* 掩膜标注示例 *
----------------

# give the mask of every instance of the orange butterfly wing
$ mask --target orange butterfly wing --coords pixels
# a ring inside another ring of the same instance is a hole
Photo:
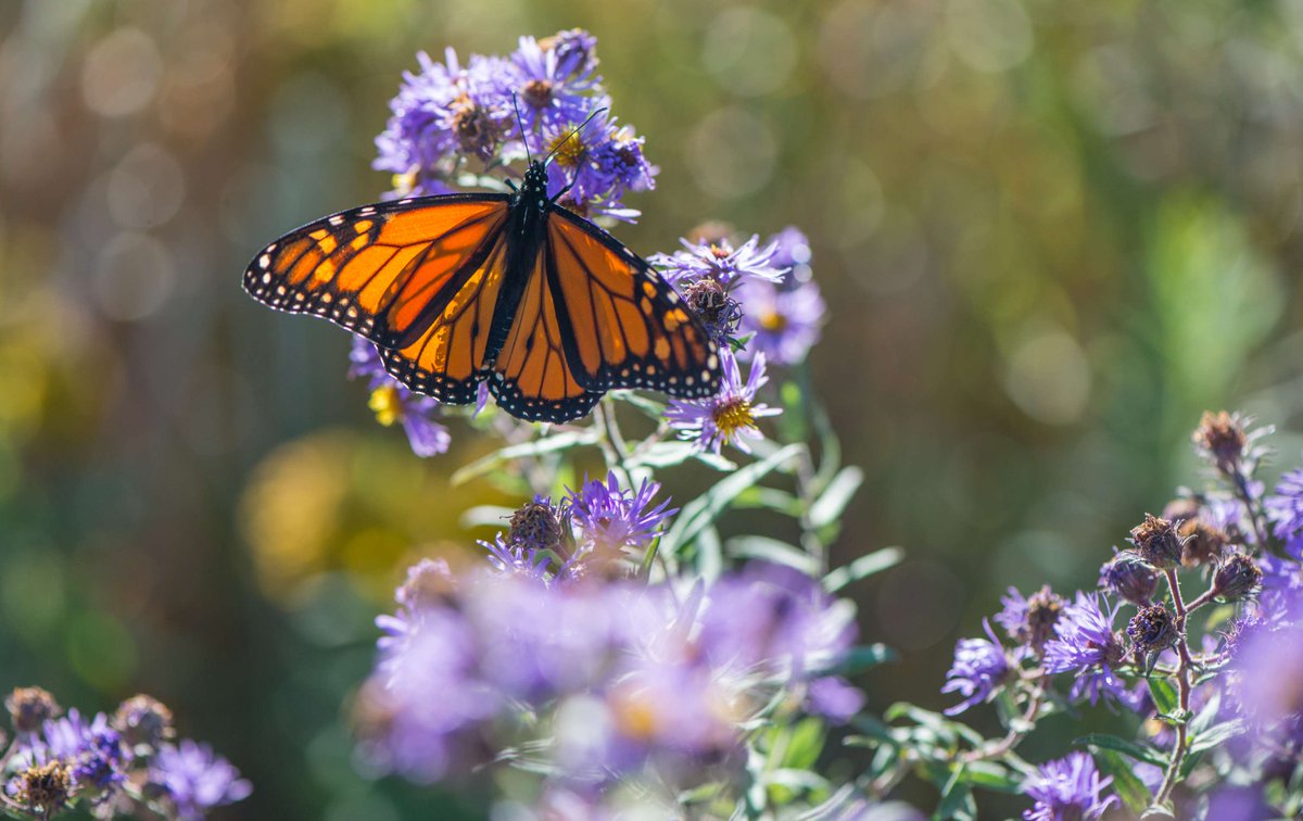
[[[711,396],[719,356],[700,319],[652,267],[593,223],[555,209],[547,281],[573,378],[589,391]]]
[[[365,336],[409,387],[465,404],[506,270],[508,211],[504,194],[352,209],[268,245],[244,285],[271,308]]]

----------------

将上面的各行转成两列 CSV，列名分别为“输入”和“输出”，每组文字与其对应答案合为一行，两者各占一个加引号的字段，其中的换行一律改为空格。答案中不要包含图片。

* 参考答案 *
输入,输出
"# give the mask of every instance of the orange butterfly wing $ mask --target orange butterfly wing --coords pixels # a ring inside another ring of the same instance is a hole Photo:","[[[711,396],[719,356],[700,319],[652,267],[593,223],[555,209],[547,281],[573,378],[589,391]]] [[[365,336],[409,387],[465,404],[506,270],[508,211],[504,194],[352,209],[268,245],[244,285],[271,308]]]"